DO THIS ▸
Identify every line in the material below that contains the word "woman", and copy each of those lines. Case counts.

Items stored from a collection
——
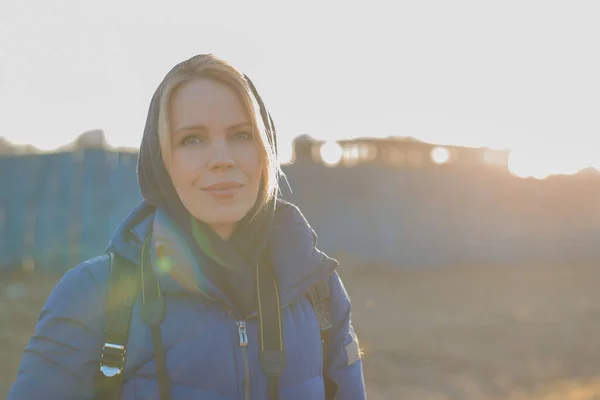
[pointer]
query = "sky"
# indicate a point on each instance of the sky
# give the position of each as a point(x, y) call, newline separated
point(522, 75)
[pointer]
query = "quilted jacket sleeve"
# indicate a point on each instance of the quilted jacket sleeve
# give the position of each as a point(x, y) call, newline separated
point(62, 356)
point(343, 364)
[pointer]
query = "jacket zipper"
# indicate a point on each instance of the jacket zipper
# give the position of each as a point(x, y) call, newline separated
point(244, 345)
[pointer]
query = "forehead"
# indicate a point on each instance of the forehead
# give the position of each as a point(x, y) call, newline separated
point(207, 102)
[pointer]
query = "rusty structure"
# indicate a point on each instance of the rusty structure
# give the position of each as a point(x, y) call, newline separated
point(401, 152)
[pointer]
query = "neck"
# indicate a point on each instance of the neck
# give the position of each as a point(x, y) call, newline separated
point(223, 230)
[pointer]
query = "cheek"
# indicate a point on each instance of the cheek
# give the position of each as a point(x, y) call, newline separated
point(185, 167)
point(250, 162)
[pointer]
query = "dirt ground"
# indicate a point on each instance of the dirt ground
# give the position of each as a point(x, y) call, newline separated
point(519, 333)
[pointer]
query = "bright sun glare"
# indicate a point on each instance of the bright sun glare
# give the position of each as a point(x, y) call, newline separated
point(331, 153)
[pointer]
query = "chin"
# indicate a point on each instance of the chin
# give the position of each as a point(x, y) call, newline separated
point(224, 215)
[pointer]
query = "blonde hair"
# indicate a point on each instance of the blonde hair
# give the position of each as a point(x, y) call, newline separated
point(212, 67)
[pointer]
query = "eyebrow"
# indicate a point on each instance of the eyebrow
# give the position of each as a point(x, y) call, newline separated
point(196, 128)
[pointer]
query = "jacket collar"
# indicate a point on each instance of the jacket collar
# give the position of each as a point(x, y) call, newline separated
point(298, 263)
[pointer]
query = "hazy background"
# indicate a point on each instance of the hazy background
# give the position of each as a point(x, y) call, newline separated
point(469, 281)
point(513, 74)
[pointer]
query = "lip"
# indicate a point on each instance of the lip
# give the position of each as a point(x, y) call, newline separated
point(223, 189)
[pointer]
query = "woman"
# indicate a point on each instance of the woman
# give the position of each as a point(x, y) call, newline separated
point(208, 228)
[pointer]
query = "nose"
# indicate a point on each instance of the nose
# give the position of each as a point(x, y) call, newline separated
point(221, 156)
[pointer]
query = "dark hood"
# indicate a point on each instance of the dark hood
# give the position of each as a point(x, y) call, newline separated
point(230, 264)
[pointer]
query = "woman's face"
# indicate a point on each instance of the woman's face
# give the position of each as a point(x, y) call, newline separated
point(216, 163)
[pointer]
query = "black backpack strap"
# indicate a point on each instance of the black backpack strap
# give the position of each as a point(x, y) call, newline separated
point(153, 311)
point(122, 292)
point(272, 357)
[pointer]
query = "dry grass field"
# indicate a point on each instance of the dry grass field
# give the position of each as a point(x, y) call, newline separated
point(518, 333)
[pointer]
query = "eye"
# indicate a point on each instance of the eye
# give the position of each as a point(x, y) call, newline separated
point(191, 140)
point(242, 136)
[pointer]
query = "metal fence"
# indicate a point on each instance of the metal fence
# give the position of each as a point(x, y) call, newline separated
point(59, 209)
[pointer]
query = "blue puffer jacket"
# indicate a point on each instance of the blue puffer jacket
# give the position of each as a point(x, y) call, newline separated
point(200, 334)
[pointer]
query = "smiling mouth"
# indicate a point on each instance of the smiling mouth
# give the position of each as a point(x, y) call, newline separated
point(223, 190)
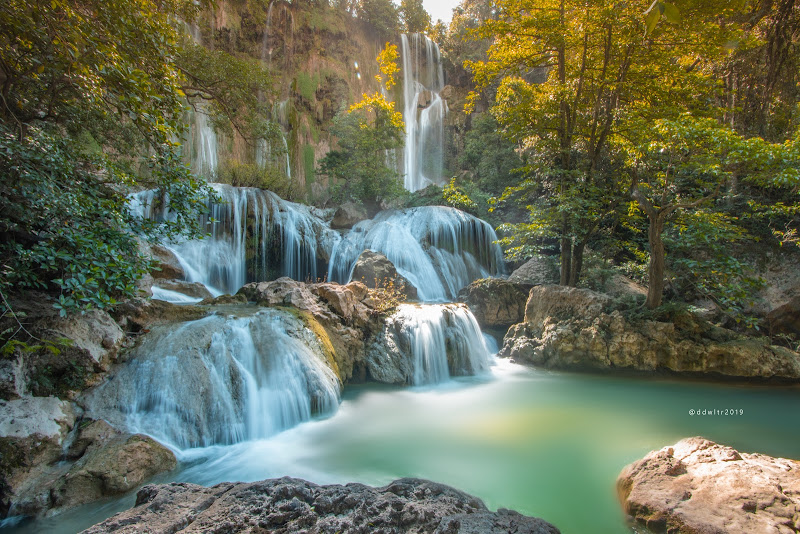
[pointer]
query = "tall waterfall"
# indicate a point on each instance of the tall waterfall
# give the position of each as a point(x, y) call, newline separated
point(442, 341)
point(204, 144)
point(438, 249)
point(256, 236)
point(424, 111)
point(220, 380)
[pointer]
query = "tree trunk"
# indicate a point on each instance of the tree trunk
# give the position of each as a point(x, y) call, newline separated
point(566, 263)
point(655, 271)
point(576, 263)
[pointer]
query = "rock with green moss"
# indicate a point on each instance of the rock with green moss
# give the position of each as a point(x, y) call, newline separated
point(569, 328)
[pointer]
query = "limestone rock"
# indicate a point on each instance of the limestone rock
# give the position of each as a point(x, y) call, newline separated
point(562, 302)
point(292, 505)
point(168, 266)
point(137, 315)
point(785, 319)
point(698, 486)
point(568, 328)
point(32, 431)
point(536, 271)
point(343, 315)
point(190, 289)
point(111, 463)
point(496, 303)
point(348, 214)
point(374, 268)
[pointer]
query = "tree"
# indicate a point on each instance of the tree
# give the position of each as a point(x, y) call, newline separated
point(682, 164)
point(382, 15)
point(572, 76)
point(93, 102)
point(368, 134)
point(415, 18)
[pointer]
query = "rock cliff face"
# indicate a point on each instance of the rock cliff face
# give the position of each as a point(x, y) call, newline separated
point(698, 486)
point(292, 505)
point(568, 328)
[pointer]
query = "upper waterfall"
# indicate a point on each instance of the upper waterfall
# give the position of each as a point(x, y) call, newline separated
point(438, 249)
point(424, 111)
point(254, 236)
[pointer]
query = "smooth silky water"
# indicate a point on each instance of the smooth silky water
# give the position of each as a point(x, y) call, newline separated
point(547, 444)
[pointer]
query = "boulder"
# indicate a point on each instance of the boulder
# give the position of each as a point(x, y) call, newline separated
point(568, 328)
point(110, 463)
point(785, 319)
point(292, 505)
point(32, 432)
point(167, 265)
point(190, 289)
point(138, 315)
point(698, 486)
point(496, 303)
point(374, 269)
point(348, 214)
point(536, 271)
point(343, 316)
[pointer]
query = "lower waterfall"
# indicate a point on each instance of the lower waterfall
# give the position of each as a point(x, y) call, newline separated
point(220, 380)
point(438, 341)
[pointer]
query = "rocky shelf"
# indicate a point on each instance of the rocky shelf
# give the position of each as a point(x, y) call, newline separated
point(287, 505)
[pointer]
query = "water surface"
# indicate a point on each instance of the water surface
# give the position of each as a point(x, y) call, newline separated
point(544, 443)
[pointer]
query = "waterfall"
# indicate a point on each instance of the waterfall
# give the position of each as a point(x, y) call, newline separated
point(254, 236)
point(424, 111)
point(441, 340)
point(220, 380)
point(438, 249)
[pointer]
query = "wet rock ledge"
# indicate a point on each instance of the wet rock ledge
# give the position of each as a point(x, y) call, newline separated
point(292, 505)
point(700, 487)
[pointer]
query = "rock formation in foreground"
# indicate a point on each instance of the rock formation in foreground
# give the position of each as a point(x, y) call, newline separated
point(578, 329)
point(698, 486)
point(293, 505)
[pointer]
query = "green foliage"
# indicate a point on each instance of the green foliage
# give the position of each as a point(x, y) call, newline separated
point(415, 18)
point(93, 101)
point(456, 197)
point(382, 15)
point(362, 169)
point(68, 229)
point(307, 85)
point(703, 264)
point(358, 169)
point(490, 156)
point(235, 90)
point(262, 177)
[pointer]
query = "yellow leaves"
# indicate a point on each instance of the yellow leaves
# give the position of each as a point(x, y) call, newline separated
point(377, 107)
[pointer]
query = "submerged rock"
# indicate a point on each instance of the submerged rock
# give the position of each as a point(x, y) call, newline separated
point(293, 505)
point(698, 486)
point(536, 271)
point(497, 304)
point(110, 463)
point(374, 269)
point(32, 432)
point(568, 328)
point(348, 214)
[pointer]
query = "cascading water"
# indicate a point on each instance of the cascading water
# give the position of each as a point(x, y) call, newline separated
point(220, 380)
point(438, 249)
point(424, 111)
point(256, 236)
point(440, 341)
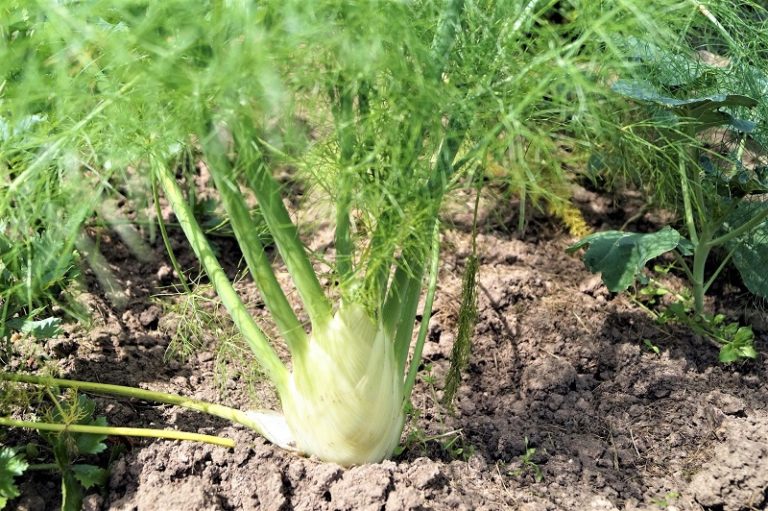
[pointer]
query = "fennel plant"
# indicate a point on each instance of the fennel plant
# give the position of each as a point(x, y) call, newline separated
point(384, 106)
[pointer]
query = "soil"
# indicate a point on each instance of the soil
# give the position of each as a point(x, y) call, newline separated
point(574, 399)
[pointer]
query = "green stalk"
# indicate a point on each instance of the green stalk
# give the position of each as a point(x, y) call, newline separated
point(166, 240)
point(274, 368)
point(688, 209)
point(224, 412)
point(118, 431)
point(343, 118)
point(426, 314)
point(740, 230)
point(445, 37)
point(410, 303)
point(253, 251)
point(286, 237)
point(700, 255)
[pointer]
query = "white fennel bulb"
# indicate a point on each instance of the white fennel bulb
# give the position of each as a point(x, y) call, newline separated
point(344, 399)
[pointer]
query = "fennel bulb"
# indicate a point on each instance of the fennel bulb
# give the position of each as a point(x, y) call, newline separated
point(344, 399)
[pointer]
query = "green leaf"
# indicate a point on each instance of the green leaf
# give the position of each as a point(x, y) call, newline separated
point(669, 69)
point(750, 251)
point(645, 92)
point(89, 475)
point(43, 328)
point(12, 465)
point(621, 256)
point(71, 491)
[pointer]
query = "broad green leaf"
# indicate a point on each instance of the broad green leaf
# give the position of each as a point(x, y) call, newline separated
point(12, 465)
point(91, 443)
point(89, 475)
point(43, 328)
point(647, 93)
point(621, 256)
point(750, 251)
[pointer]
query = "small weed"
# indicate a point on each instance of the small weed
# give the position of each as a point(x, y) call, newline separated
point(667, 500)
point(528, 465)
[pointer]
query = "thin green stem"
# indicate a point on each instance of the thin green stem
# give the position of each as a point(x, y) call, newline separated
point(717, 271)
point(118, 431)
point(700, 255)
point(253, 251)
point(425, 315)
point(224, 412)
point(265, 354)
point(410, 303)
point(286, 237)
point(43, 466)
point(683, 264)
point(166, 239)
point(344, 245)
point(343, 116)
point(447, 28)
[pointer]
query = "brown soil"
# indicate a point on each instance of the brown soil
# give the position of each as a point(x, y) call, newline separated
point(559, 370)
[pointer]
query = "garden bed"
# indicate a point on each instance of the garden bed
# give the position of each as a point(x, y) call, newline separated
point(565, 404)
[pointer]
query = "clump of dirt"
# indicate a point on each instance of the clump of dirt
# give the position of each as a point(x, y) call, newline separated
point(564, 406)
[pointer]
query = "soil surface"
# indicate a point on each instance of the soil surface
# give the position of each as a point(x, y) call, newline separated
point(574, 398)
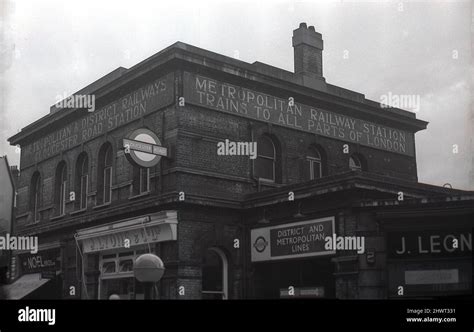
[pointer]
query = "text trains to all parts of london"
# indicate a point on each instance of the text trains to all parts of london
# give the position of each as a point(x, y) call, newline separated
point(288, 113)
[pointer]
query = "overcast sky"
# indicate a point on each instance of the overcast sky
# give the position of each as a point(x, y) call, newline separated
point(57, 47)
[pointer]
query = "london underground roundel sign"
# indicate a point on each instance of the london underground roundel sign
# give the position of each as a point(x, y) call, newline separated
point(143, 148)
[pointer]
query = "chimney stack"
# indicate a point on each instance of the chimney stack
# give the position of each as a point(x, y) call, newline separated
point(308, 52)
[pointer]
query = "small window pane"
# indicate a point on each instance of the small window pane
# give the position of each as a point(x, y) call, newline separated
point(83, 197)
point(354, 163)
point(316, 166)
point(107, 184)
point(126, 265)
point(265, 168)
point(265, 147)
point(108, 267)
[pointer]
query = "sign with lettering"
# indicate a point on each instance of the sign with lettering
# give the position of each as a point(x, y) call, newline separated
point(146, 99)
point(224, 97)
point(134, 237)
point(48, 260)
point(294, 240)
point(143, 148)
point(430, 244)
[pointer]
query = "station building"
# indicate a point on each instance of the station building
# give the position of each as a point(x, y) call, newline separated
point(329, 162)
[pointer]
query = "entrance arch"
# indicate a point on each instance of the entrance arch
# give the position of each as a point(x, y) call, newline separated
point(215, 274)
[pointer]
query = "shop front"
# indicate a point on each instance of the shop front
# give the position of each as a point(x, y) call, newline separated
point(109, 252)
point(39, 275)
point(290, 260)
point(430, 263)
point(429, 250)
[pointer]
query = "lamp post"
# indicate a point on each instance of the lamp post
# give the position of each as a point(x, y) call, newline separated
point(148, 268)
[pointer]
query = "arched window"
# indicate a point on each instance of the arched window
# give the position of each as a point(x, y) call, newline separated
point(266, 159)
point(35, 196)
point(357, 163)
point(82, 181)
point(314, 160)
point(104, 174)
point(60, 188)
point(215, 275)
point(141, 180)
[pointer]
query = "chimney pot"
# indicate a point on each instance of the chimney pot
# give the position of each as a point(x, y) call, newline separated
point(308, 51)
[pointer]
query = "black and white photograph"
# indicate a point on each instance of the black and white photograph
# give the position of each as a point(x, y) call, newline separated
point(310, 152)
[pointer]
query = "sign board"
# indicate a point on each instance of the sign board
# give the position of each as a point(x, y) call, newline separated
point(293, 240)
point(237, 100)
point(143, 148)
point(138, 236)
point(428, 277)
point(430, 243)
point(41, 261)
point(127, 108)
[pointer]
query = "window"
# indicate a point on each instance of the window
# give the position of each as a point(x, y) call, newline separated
——
ANSWER TO THIS EXERCISE ▸
query = "woman"
# indicate a point on each instance of the woman
query = "woman's face"
# indicate a point on each instance of the woman's face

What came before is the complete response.